• **Exercise**
Update the rows below by swapping each "dress shirt" for "button-down shirt", keeping every other part unchanged.

• **Supplied entries**
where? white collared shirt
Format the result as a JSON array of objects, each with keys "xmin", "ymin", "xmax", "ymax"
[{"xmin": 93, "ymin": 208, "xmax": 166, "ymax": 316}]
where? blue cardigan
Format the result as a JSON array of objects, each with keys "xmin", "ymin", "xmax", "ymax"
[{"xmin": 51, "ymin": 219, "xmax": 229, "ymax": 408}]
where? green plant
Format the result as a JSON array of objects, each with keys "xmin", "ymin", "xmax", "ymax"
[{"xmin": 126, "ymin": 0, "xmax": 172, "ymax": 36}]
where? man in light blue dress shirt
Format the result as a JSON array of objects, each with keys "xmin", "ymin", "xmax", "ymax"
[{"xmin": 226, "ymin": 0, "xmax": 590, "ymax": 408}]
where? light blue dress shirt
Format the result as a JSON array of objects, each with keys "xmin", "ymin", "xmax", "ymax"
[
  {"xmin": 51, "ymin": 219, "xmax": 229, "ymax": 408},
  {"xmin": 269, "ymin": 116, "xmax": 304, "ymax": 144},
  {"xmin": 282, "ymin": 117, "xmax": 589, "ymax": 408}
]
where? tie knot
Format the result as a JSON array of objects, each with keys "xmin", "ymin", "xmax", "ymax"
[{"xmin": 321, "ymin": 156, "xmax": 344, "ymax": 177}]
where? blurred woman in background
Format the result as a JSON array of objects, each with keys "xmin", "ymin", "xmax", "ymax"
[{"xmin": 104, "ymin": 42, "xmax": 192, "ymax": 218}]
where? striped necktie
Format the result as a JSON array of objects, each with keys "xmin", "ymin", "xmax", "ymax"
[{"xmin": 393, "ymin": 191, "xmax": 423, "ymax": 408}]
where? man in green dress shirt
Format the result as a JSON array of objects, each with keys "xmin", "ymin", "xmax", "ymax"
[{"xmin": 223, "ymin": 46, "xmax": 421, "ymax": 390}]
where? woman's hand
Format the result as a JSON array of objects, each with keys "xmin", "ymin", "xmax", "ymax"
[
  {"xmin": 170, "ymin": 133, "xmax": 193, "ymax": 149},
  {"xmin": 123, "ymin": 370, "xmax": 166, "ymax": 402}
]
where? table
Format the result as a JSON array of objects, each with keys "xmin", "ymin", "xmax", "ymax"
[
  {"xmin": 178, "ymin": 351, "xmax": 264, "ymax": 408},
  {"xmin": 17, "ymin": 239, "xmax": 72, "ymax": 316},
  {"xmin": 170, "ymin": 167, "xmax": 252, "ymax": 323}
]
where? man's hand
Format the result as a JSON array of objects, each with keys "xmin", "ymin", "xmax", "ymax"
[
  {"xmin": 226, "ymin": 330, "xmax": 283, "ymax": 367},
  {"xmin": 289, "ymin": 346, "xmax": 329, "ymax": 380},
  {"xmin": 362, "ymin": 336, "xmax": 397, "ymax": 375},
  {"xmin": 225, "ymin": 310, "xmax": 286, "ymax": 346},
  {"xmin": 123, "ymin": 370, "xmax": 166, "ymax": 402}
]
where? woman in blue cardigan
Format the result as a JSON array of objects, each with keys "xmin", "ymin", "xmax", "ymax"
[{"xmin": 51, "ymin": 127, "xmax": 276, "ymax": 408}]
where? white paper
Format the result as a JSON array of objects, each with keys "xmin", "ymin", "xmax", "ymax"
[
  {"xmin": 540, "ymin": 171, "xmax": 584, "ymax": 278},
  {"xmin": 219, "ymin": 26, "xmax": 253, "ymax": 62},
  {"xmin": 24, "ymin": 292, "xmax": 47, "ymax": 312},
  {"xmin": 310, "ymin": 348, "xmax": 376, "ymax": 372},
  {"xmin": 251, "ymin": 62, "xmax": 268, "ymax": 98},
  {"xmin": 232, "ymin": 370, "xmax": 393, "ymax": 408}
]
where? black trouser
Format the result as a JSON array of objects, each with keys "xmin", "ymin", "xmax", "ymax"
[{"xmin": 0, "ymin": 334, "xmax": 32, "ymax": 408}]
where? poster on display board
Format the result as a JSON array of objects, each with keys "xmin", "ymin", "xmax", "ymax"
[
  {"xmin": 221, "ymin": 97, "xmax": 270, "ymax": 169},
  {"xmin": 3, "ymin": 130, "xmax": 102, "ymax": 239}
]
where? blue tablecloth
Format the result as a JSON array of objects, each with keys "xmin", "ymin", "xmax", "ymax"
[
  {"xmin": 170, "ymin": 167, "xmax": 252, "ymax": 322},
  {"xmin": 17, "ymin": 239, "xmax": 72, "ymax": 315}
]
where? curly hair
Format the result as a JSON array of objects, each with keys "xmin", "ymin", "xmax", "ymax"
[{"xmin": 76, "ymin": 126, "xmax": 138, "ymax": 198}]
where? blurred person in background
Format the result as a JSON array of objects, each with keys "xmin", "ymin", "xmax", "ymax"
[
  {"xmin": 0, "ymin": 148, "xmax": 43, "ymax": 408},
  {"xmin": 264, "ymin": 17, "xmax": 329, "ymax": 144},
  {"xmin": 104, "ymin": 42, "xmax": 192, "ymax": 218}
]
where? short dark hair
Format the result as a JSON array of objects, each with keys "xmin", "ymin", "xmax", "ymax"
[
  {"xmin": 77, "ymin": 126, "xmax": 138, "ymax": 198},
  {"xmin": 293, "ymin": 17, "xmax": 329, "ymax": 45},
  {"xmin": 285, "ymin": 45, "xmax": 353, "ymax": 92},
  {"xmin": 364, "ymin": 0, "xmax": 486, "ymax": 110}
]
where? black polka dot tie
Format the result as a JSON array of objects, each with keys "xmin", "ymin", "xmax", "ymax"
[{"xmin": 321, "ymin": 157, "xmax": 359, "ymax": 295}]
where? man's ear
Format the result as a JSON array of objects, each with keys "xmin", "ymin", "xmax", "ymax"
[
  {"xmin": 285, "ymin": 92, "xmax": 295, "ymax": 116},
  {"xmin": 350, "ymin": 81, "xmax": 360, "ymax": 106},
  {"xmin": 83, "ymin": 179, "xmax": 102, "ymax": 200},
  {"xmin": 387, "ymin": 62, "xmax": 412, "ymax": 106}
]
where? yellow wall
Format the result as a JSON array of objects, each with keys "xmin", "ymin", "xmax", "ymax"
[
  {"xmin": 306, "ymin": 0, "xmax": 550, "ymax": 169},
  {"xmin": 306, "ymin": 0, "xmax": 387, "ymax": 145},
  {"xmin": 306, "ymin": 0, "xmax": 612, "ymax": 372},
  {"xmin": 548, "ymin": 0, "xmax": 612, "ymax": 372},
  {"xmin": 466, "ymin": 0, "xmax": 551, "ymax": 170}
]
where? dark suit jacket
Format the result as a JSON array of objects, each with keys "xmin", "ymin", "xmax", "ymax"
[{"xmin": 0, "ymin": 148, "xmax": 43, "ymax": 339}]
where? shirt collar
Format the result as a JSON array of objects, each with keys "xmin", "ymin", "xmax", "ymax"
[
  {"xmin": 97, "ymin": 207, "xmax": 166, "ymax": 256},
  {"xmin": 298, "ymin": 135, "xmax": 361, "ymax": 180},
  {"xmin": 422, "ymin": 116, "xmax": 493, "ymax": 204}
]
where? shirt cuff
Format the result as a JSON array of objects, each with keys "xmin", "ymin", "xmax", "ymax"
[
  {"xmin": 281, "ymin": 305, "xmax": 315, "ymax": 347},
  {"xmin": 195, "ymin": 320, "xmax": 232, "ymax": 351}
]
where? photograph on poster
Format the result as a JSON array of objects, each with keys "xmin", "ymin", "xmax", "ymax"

• **Answer to the task**
where? white collared shirt
Format the result as a JSON array of objects, each with keys "xmin", "ymin", "xmax", "ymax"
[{"xmin": 93, "ymin": 208, "xmax": 166, "ymax": 316}]
where? blue cardigan
Format the result as a JSON array of objects, each with keys "xmin", "ymin", "xmax", "ymax"
[{"xmin": 51, "ymin": 219, "xmax": 229, "ymax": 408}]
where? green plant
Format the result as a JSON array of objects, each with keys "xmin", "ymin", "xmax", "ymax"
[{"xmin": 126, "ymin": 0, "xmax": 172, "ymax": 36}]
where? man in light blue button-down shirt
Format the result as a JSON array of objects, each with keys "xmin", "ymin", "xmax", "ymax"
[{"xmin": 226, "ymin": 0, "xmax": 590, "ymax": 408}]
where? light blue button-down shirt
Format the result as a JSON array of objects, each with keys "xmin", "ymin", "xmax", "ymax"
[
  {"xmin": 51, "ymin": 219, "xmax": 229, "ymax": 408},
  {"xmin": 269, "ymin": 116, "xmax": 304, "ymax": 144},
  {"xmin": 282, "ymin": 117, "xmax": 589, "ymax": 408}
]
where? tie knot
Format the result as a JSON array of objects, each with keys "xmin", "ymin", "xmax", "ymax"
[{"xmin": 321, "ymin": 156, "xmax": 344, "ymax": 177}]
where? blurred woman in background
Format the result as a JSON array of objects, each with keys "xmin", "ymin", "xmax", "ymax"
[{"xmin": 104, "ymin": 42, "xmax": 192, "ymax": 218}]
where? striped necktie
Format the result as a JSON array of objects, each with keys "xmin", "ymin", "xmax", "ymax"
[{"xmin": 393, "ymin": 191, "xmax": 423, "ymax": 408}]
where? man in green button-down shirt
Format the result as a JSON array of objects, each with keys "xmin", "ymin", "xmax", "ymax"
[{"xmin": 223, "ymin": 46, "xmax": 421, "ymax": 390}]
where? woman's hand
Format the result as a JSON array of objects, each with keys "xmin", "ymin", "xmax", "ymax"
[
  {"xmin": 170, "ymin": 133, "xmax": 193, "ymax": 149},
  {"xmin": 123, "ymin": 370, "xmax": 166, "ymax": 402}
]
where? table
Format the result as a JSON array of objects, each with keys "xmin", "ymin", "xmax", "ymax"
[
  {"xmin": 178, "ymin": 351, "xmax": 264, "ymax": 408},
  {"xmin": 17, "ymin": 239, "xmax": 72, "ymax": 316},
  {"xmin": 170, "ymin": 167, "xmax": 252, "ymax": 323}
]
where? man's hand
Format the result as a JSON array of objects, each with keys "xmin", "ymin", "xmax", "ymax"
[
  {"xmin": 226, "ymin": 330, "xmax": 283, "ymax": 367},
  {"xmin": 289, "ymin": 346, "xmax": 329, "ymax": 380},
  {"xmin": 362, "ymin": 336, "xmax": 397, "ymax": 375},
  {"xmin": 225, "ymin": 310, "xmax": 286, "ymax": 346},
  {"xmin": 123, "ymin": 370, "xmax": 166, "ymax": 402}
]
where? woman in blue cardigan
Format the result as a JSON array of objects, each with keys "xmin", "ymin", "xmax", "ymax"
[{"xmin": 51, "ymin": 127, "xmax": 276, "ymax": 408}]
where? white paper
Format the result as a JSON array of objects, each with keys "xmin", "ymin", "xmax", "ymax"
[
  {"xmin": 540, "ymin": 171, "xmax": 584, "ymax": 278},
  {"xmin": 219, "ymin": 26, "xmax": 253, "ymax": 62},
  {"xmin": 24, "ymin": 292, "xmax": 47, "ymax": 312},
  {"xmin": 310, "ymin": 348, "xmax": 376, "ymax": 372},
  {"xmin": 251, "ymin": 62, "xmax": 268, "ymax": 98},
  {"xmin": 232, "ymin": 370, "xmax": 393, "ymax": 408}
]
where? black trouser
Format the result as a JSON array of objects, each with keys "xmin", "ymin", "xmax", "ymax"
[{"xmin": 0, "ymin": 334, "xmax": 32, "ymax": 408}]
where? poster on display board
Format the result as a JSON array of objects, each with keys "xmin", "ymin", "xmax", "ymax"
[
  {"xmin": 221, "ymin": 97, "xmax": 270, "ymax": 169},
  {"xmin": 3, "ymin": 130, "xmax": 102, "ymax": 239}
]
where? blue tablecloth
Format the result as a JSON array of objects, each with keys "xmin", "ymin", "xmax", "ymax"
[
  {"xmin": 170, "ymin": 167, "xmax": 252, "ymax": 322},
  {"xmin": 17, "ymin": 239, "xmax": 72, "ymax": 315}
]
where? curly hair
Format the result as a JSON array of objects, each with keys "xmin", "ymin", "xmax", "ymax"
[{"xmin": 76, "ymin": 126, "xmax": 138, "ymax": 198}]
where? blurred person in background
Format the result as a JSON array of objects, each with keys "xmin", "ymin", "xmax", "ymax"
[
  {"xmin": 0, "ymin": 148, "xmax": 43, "ymax": 408},
  {"xmin": 264, "ymin": 17, "xmax": 329, "ymax": 144},
  {"xmin": 104, "ymin": 42, "xmax": 192, "ymax": 218}
]
where? short dark hair
Format the result as a JSON array of objects, each with keys "xmin", "ymin", "xmax", "ymax"
[
  {"xmin": 77, "ymin": 126, "xmax": 138, "ymax": 198},
  {"xmin": 293, "ymin": 17, "xmax": 329, "ymax": 45},
  {"xmin": 285, "ymin": 45, "xmax": 353, "ymax": 92},
  {"xmin": 364, "ymin": 0, "xmax": 486, "ymax": 110}
]
where? black polka dot tie
Format the result as a JSON array of objects, each with keys "xmin", "ymin", "xmax", "ymax"
[{"xmin": 321, "ymin": 157, "xmax": 359, "ymax": 295}]
where? man's ear
Format the result as a JSON array of objects, each with keys "xmin", "ymin", "xmax", "ymax"
[
  {"xmin": 285, "ymin": 92, "xmax": 295, "ymax": 116},
  {"xmin": 350, "ymin": 81, "xmax": 360, "ymax": 106},
  {"xmin": 83, "ymin": 179, "xmax": 102, "ymax": 200},
  {"xmin": 387, "ymin": 62, "xmax": 412, "ymax": 106}
]
where? yellow wall
Format the result as a JSON array of objects, each with keys "xmin", "ymin", "xmax", "ymax"
[
  {"xmin": 306, "ymin": 0, "xmax": 550, "ymax": 169},
  {"xmin": 306, "ymin": 0, "xmax": 387, "ymax": 145},
  {"xmin": 306, "ymin": 0, "xmax": 612, "ymax": 372},
  {"xmin": 548, "ymin": 0, "xmax": 612, "ymax": 372},
  {"xmin": 466, "ymin": 0, "xmax": 551, "ymax": 170}
]
where? dark suit jacket
Format the result as a JSON array of objects, each with keys "xmin", "ymin", "xmax", "ymax"
[{"xmin": 0, "ymin": 148, "xmax": 43, "ymax": 339}]
where? shirt collar
Format the result as a JSON array of objects, each with keys "xmin", "ymin", "xmax", "ymax"
[
  {"xmin": 97, "ymin": 207, "xmax": 166, "ymax": 256},
  {"xmin": 298, "ymin": 135, "xmax": 361, "ymax": 180},
  {"xmin": 422, "ymin": 116, "xmax": 493, "ymax": 204}
]
where? shirt cuff
Format the result as a JSON array of objects, each with keys "xmin", "ymin", "xmax", "ymax"
[
  {"xmin": 281, "ymin": 305, "xmax": 315, "ymax": 347},
  {"xmin": 195, "ymin": 320, "xmax": 232, "ymax": 351}
]
where? photograph on poster
Format the result as a JSON array of objects, each with keys "xmin", "ymin", "xmax", "ymax"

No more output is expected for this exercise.